◆ **本文**:
######

日本の優位分野について


F/1998-3-20

日本は不況であっても、路頭に迷う人が少ないと思いませんか?
これには、訳があるのです。日本には、多くの分野で日本優位が確立され ているのです。
その優位分野をまとめてみたいと思います。

1.日本と中国との違い
 中国と付き合うと、中国人は、いつも中国は5千年の歴史があり、 すごい国であると主張し、かつ21世紀は中国の世紀であるとも言い 我々日本人は圧倒されるのですが、本当にそうなのでしょうか?
 これに対し、日本人の我々は、いつも日本は悪いし、このような欠点が あると主張し、中国に比べても大した国でないと中国人に対し言うのです。
なぜ、このように日本人は行動するのでしょうか?本当に日本はいい国では ないのですか?
 日本は歴史的に見ても、非常に恵まれていると思うのです。
日本は他民族の侵略を古墳時代以降3千年以上許していないはずです。
例外は第2次世界大戦後の米国統治のみです。中国は他民族支配を経験して いるし、近代の清王朝以降中国の尊厳は他国に蹂躪されつづけているのです。
共産党中国も中国国民を1000万人以上殺すなど民衆を苦しめていたことが 段々明らかになってきています。
 日本では日本の民衆を大量に殺して例は、織田信長の一向一揆鎮圧と 江戸時代の島原の乱鎮圧など例外的な宗教と権力との摩擦の時だけです。

######

◆ **提供データ**:
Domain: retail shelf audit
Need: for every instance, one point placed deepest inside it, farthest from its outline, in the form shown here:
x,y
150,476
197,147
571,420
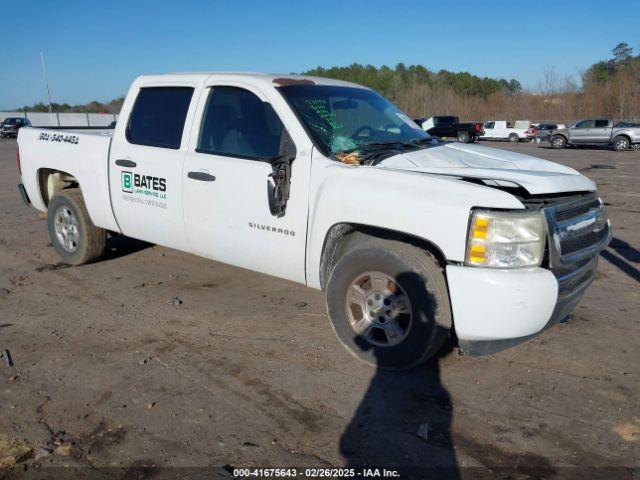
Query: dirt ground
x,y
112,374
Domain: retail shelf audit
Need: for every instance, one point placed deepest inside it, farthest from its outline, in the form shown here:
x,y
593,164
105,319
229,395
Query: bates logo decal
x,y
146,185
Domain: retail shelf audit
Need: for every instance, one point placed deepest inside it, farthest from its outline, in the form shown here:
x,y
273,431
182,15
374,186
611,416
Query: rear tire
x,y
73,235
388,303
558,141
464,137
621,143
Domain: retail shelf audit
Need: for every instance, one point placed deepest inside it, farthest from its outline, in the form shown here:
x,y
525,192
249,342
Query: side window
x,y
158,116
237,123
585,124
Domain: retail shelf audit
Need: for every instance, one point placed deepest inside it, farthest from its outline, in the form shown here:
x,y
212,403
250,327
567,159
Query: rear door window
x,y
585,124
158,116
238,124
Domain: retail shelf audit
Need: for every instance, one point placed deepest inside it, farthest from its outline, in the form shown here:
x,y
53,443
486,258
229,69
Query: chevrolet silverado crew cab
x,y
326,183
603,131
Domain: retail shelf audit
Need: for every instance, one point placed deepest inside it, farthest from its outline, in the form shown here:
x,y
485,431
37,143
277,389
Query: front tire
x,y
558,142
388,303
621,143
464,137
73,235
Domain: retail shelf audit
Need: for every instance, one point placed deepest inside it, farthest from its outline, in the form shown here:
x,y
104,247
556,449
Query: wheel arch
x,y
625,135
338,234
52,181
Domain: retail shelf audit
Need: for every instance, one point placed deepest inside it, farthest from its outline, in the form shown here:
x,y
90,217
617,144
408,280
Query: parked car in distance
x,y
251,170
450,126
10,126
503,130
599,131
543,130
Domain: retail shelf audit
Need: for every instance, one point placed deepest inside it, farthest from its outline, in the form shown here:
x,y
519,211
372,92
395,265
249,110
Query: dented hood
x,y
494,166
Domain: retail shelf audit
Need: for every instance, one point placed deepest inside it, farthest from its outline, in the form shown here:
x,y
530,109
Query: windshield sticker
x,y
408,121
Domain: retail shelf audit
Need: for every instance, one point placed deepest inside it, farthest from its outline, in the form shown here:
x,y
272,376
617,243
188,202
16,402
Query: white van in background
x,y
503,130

######

◆ **課題**:
日本の優位分野を論じた本文のうち、「これには、訳があるのです。日」から「日本は他民族の侵略を古墳時代以降3千年以上許していないはずです。」までを一字一句違えずに書き写すこと。 資料は別の出典から取ったものである。

◆ **出力結果**:
これには、訳があるのです。日本には、多くの分野で日本優位が確立され ているのです。
その優位分野をまとめてみたいと思います。

1.日本と中国との違い
 中国と付き合うと、中国人は、いつも中国は5千年の歴史があり、 すごい国であると主張し、かつ21世紀は中国の世紀であるとも言い 我々日本人は圧倒されるのですが、本当にそうなのでしょうか?
 これに対し、日本人の我々は、いつも日本は悪いし、このような欠点が あると主張し、中国に比べても大した国でないと中国人に対し言うのです。
なぜ、このように日本人は行動するのでしょうか?本当に日本はいい国では ないのですか?
 日本は歴史的に見ても、非常に恵まれていると思うのです。
日本は他民族の侵略を古墳時代以降3千年以上許していないはずです。